**Parts of the exercise:**
1) Answer these questions from the passage on South Africa.
(a) Who leads the Economic Freedom Fighters?
(b) In which two years did South Africa have long periods of sporadic blackouts?
(c) Whose retirement savings does the Public Investment Corporation invest?
2) Repeat word for word the part of the passage on South Africa that opens with the words containing "7. Retirement Delayed" and closes with "on its own.".
3) Write what comes next in the passage on South Africa, picking up after its final sentence.

**Excerpted passage:**
____________________
5. Promising Anti-White Genocide

We’ve not called for the killing of white people, at least for now. I can’t guarantee the future,” said Julius Malema, leader of the clownish Economic Freedom Fighters (EFF). Malema is a champagne socialist with a penchant for incendiary behavior and race-baiting. He has encouraged the ruling party to make a similar play by promising land redistribution without compensation.

When politicians promise race wars in Africa, they should not be patted on the head by paternalists in Georgetown and Brussels. The net result is a massive new exodus as South Africans with talent and means flee to Australia, Canada, New Zealand, and the United Kingdom.

6. Switching Off the Lights

South Africa has gone from a surplus of cheap electricity to rolling blackouts and astronomical price increases. After long periods of sporadic blackouts in 2008 and 2015, the country is again facing an indefinite period in the dark.

Years of mismanagement, incompetence, and astonishing venality are to blame. It has piled up R419 billion in debt ($30 billion) with no possible way to service it. There is hardly an area of Eskom’s business that is not tainted by bribery and corruption, often in collusion with senior politicians.

7. Retirement Delayed

The Public Investment Corporation (PIC) amounts to South Africa’s sovereign wealth fund, investing the retirement savings of government employees. It is now emerging that PIC is an amateur and potentially rogue investor that has dangerously concentrated its risk, overpaid for assets, and made improper investments. It has the potential to collapse the country on its own.
____________________
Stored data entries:
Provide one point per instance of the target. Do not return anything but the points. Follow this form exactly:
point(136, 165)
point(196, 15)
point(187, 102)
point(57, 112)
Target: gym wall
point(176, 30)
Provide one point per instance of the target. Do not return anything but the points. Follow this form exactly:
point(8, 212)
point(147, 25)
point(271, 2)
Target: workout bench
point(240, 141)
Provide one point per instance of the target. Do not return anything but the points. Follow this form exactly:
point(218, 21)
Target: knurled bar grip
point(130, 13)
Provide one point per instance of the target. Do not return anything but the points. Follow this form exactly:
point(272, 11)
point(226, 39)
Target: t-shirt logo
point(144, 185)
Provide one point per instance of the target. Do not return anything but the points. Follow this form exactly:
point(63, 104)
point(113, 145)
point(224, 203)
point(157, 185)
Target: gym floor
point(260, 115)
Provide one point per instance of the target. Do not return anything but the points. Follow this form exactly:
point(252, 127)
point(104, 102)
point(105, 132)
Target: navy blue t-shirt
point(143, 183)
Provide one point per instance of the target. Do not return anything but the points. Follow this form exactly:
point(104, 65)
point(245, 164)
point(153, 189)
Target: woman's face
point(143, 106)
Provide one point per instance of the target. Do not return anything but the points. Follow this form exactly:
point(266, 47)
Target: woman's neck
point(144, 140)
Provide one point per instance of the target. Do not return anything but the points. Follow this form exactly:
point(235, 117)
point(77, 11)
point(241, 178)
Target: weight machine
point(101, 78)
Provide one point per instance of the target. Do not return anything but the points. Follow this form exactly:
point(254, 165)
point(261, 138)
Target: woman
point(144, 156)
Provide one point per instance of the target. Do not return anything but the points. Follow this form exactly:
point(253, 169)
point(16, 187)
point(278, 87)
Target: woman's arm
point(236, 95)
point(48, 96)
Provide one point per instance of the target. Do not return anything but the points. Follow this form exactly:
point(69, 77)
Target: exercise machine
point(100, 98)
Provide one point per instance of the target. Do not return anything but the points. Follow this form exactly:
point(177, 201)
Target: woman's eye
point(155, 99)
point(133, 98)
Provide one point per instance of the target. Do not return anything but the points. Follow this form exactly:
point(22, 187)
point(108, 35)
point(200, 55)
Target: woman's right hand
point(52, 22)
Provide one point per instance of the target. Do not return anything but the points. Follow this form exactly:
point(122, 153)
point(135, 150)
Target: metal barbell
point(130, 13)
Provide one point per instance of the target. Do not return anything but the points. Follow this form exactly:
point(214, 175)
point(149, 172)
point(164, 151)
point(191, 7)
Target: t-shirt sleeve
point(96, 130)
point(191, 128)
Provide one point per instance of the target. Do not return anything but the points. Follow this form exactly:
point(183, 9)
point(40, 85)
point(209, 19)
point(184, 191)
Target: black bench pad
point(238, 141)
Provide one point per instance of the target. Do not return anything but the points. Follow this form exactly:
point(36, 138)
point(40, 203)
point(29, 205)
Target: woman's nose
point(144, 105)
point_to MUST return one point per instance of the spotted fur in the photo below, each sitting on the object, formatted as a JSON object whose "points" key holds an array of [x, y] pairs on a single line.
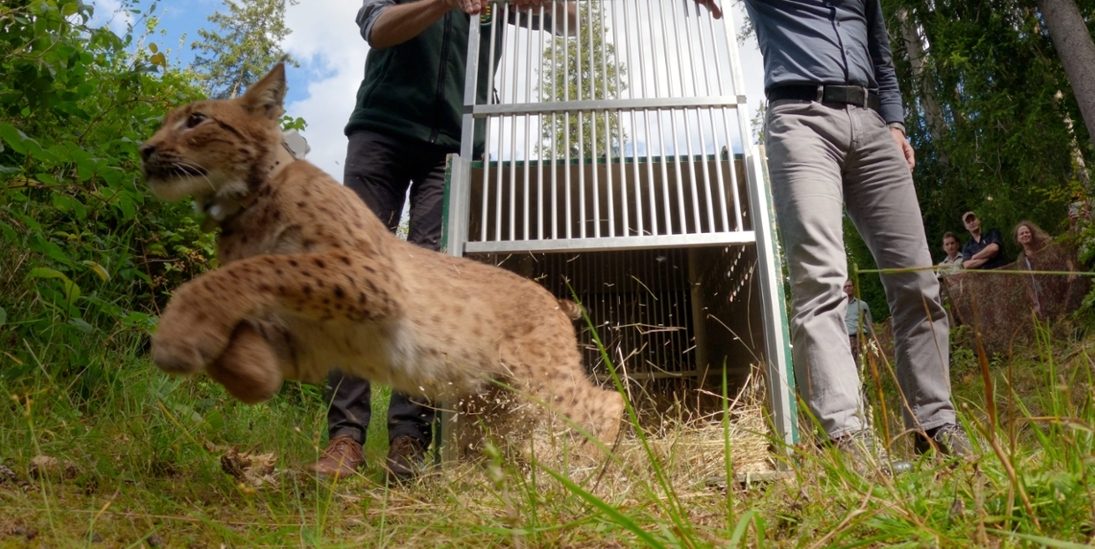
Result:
{"points": [[310, 279]]}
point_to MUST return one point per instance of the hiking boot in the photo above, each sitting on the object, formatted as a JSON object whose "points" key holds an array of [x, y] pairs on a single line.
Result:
{"points": [[948, 439], [342, 458], [406, 457], [865, 454]]}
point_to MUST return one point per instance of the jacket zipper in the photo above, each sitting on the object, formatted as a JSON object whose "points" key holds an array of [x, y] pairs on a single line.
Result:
{"points": [[439, 95]]}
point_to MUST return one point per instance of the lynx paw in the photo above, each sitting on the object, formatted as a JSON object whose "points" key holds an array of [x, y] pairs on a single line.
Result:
{"points": [[185, 345]]}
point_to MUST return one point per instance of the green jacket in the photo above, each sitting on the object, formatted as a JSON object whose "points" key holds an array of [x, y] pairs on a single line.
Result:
{"points": [[415, 90]]}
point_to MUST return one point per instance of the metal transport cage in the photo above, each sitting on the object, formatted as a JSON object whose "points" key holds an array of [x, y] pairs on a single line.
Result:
{"points": [[612, 159]]}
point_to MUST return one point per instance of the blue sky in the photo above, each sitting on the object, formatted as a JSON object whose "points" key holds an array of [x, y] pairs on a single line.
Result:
{"points": [[325, 42]]}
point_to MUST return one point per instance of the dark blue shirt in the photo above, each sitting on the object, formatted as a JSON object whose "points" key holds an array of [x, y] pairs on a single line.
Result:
{"points": [[992, 237], [828, 42]]}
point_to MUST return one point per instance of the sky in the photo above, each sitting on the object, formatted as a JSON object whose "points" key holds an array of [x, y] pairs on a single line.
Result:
{"points": [[325, 41]]}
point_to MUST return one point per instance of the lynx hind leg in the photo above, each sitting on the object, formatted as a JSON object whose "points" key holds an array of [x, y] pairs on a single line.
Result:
{"points": [[555, 384], [251, 366]]}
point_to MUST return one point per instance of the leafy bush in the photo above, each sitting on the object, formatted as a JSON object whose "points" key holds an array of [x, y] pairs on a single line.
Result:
{"points": [[87, 255]]}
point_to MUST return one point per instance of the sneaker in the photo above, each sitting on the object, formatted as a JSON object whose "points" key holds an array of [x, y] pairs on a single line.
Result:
{"points": [[406, 457], [865, 454], [341, 458], [948, 439]]}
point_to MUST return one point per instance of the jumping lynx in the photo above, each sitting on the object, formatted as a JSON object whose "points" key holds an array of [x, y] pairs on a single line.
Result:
{"points": [[310, 279]]}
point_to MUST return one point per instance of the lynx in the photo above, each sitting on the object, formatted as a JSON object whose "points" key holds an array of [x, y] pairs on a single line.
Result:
{"points": [[311, 279]]}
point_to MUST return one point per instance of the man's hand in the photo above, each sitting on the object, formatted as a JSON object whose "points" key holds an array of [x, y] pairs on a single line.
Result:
{"points": [[712, 6], [469, 7], [902, 145]]}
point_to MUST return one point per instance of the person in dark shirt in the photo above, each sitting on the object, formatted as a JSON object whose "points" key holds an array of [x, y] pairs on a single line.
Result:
{"points": [[405, 123], [836, 143], [982, 250]]}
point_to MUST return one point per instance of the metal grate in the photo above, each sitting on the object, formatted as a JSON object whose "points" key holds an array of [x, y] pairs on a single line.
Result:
{"points": [[619, 127], [608, 144]]}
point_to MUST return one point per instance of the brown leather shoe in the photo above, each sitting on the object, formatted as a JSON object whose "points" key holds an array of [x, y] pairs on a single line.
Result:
{"points": [[342, 458], [406, 457]]}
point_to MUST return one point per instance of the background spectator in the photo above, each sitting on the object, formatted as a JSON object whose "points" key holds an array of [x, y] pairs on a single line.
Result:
{"points": [[1052, 295], [982, 250], [857, 320], [953, 262]]}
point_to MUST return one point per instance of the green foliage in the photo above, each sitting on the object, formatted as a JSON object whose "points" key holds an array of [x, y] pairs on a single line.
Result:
{"points": [[1009, 132], [244, 46], [584, 68], [85, 253]]}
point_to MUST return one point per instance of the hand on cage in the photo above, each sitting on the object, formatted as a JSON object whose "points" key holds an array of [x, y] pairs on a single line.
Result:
{"points": [[530, 4], [469, 7], [712, 6]]}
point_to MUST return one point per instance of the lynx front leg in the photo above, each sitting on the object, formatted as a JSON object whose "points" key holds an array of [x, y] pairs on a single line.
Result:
{"points": [[202, 316], [251, 367]]}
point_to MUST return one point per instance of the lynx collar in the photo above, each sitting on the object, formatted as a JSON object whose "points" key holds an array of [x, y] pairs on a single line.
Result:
{"points": [[237, 196]]}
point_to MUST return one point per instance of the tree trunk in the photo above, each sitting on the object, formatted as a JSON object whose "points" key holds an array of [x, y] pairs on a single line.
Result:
{"points": [[915, 48], [1076, 52]]}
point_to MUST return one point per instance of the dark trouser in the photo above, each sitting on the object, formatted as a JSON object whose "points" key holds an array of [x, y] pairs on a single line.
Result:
{"points": [[380, 169]]}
____________________
**Written responses:**
1)
(a) Julius Malema
(b) 2008 and 2015
(c) Government employees'

2)
7. Retirement Delayed

The Public Investment Corporation (PIC) amounts to South Africa’s sovereign wealth fund, investing the retirement savings of government employees. It is now emerging that PIC is an amateur and potentially rogue investor that has dangerously concentrated its risk, overpaid for assets, and made improper investments. It has the potential to collapse the country on its own.

3)
8. Virtue-Signaling and Vanity Projects

South Africa’s foreign policy tests the limits of satire, but there is no doubting the country’s insufferable superiority complex on the world stage.

President Nelson Mandela cancelled South Africa’s dual recognition of Taiwan and China in 1998, unable to resist Chinese mainland thuggery despite fresh memories of the Tiananmen Square Massacre. So much for Mandela’s great moral courage, and little wonder that South Africa has abandoned its pretense at occupying the moral high ground. Its voting record at the UN is every dictator’s dream.

9. Education Quackery

South African school children are routinely abused as laboratory rats for the world’s crackpot curriculum fads. Immediately after 1994, the overlords determined to throw out the basics in favor of outcomes-based education promoting nebulous ideas of peace, prosperity, non-sexism, non-racialism, and democracy.

Every peer ranking confirms the total failure of South Africa’s relentless education experimentation. Its kids rank at or near the bottom of comparative international tests, and academic standards have been lowered to improve appearances—school students need only score 20 percent in mathematics to secure a passing grade.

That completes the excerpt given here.